Please pick out each line in the records below that contains the word "every", and copy all of those lines.

[INPUT RECORDS]
>>

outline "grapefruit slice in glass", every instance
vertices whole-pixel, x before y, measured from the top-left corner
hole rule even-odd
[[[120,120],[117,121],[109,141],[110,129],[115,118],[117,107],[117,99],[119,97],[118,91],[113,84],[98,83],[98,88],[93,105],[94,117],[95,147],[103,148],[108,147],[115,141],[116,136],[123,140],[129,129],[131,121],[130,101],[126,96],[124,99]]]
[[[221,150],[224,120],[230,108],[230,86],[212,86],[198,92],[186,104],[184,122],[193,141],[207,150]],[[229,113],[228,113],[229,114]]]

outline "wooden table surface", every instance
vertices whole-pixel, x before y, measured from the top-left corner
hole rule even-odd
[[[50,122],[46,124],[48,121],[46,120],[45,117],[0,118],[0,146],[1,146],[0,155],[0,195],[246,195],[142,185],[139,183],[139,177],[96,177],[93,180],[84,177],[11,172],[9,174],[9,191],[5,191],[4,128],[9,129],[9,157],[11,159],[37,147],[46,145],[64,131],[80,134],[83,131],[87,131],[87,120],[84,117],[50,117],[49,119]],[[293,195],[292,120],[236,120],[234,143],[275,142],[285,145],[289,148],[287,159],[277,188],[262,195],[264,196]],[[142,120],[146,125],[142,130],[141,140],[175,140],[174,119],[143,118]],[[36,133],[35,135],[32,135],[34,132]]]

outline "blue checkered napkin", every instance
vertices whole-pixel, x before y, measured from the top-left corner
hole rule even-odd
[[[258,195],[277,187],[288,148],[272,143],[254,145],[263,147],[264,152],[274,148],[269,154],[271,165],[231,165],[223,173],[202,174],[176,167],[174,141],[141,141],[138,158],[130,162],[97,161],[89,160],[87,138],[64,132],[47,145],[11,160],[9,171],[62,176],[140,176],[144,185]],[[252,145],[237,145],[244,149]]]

<<

[REPLY]
outline "grapefruit slice in glass", every instance
outline "wooden table surface", every instance
outline "blue checkered napkin", every instance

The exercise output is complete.